Directions for this task:
Render every line of the records below as a numbered list, skipping blank lines and omitting the pictures.

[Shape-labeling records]
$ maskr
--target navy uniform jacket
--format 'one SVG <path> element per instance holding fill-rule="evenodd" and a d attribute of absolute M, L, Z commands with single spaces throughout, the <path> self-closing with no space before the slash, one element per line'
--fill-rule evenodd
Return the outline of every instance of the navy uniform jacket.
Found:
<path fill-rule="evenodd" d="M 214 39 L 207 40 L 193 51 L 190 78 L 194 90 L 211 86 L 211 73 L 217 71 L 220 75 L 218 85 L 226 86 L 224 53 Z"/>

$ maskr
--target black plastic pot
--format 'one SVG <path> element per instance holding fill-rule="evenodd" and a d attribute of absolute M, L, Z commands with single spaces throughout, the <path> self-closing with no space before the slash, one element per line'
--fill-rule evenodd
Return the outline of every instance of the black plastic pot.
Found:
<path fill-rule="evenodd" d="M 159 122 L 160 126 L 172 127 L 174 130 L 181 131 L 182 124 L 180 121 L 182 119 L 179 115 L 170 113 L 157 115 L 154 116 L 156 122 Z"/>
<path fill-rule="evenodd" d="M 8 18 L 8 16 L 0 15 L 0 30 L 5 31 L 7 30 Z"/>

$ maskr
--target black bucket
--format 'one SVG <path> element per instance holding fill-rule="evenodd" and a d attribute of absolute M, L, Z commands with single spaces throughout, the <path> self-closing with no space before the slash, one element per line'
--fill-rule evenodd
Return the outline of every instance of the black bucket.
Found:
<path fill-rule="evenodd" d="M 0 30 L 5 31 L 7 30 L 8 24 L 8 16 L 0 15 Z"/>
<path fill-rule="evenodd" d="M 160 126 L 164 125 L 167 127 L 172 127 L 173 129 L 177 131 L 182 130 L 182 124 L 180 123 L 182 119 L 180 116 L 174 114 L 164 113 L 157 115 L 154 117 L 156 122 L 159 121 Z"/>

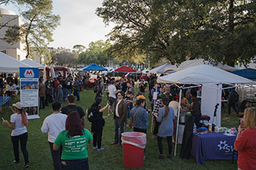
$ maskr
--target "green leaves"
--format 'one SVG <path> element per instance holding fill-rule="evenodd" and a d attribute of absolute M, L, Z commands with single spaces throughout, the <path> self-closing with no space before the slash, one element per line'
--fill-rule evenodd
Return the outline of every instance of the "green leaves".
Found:
<path fill-rule="evenodd" d="M 50 61 L 48 45 L 53 41 L 52 32 L 60 24 L 59 15 L 52 13 L 52 0 L 12 0 L 0 3 L 17 4 L 24 23 L 20 28 L 10 27 L 5 39 L 10 43 L 24 42 L 26 58 L 33 58 L 36 52 L 39 57 Z"/>
<path fill-rule="evenodd" d="M 256 36 L 248 36 L 255 32 L 255 7 L 249 0 L 105 0 L 96 13 L 116 25 L 108 34 L 112 53 L 232 66 L 256 53 Z"/>
<path fill-rule="evenodd" d="M 106 66 L 110 56 L 107 53 L 110 44 L 99 40 L 92 42 L 85 52 L 81 53 L 78 59 L 78 63 L 97 63 L 100 66 Z"/>

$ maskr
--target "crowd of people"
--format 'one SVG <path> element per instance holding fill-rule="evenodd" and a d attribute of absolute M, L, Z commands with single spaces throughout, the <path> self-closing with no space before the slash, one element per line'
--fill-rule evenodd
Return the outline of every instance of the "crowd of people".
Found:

Correct output:
1. $ maskr
2. --target navy uniform jacket
3. --format 'one SVG <path> element per instance holding fill-rule="evenodd" and a d attribute of absolute M, L, Z commands with single spaces throughout, the <path> self-closing with no space before the slash, one element per line'
4. --fill-rule evenodd
5. Return the outline of every instance of the navy uniform jacket.
6. Found:
7. <path fill-rule="evenodd" d="M 214 39 L 207 40 L 193 51 L 190 78 L 194 90 L 211 86 L 211 73 L 217 71 L 220 75 L 218 85 L 226 86 L 224 53 Z"/>
8. $ maskr
9. --target black plastic pot
10. --format 'one SVG <path> element per instance holding fill-rule="evenodd" and a d attribute of absolute M, L, Z commands with single spaces throughout, the <path> self-closing with no space before the slash, one element per line'
11. --fill-rule evenodd
12. Return the outline of every instance of the black plastic pot.
13. Found:
14. <path fill-rule="evenodd" d="M 159 122 L 160 126 L 172 127 L 174 130 L 181 131 L 182 124 L 180 121 L 182 119 L 179 115 L 170 113 L 157 115 L 154 116 L 156 122 Z"/>
15. <path fill-rule="evenodd" d="M 8 18 L 8 16 L 0 15 L 0 30 L 5 31 L 7 30 Z"/>
16. $ maskr
17. --target black bucket
18. --format 'one SVG <path> element per instance holding fill-rule="evenodd" and a d attribute of absolute M, L, Z commands with single spaces throughout, the <path> self-closing with no space before the slash, one element per line'
19. --fill-rule evenodd
20. Return the outline of every instance of the black bucket.
21. Found:
22. <path fill-rule="evenodd" d="M 0 30 L 5 31 L 7 30 L 8 24 L 8 16 L 0 15 Z"/>
23. <path fill-rule="evenodd" d="M 160 126 L 164 125 L 167 127 L 172 127 L 173 129 L 177 131 L 182 130 L 182 124 L 180 123 L 182 119 L 180 116 L 174 114 L 164 113 L 157 115 L 154 117 L 156 122 L 159 121 Z"/>
24. $ maskr
25. --target "green leaves"
26. --format 'one SVG <path> element per instance holding fill-rule="evenodd" and a d attribute of absolute M, L, Z commands with single spaces throughout, the <path> self-closing with no space before the slash, one element per line'
27. --fill-rule evenodd
28. Return the outline of every instance of the "green leaves".
29. Found:
30. <path fill-rule="evenodd" d="M 50 61 L 48 45 L 53 41 L 52 32 L 60 24 L 59 15 L 52 13 L 52 0 L 12 0 L 0 3 L 17 4 L 24 23 L 20 28 L 10 27 L 5 39 L 10 43 L 24 42 L 26 58 L 33 58 L 36 52 L 39 57 Z"/>
31. <path fill-rule="evenodd" d="M 256 36 L 248 36 L 255 32 L 255 7 L 249 0 L 105 0 L 96 13 L 116 25 L 108 34 L 112 53 L 232 66 L 256 53 Z"/>
32. <path fill-rule="evenodd" d="M 106 66 L 110 56 L 107 53 L 110 44 L 99 40 L 92 42 L 85 52 L 81 53 L 78 59 L 78 63 L 97 63 L 100 66 Z"/>
33. $ maskr
34. --target "crowd of people"
35. --format 'one SVG <path> element per instance holding fill-rule="evenodd" and a d attribute of absolute M, L, Z commands with single spaces throughout, the <path> self-closing with no space before the slash, one element per line'
36. --fill-rule evenodd
37. Return the outline of every instance of the "crowd of people".
38. Found:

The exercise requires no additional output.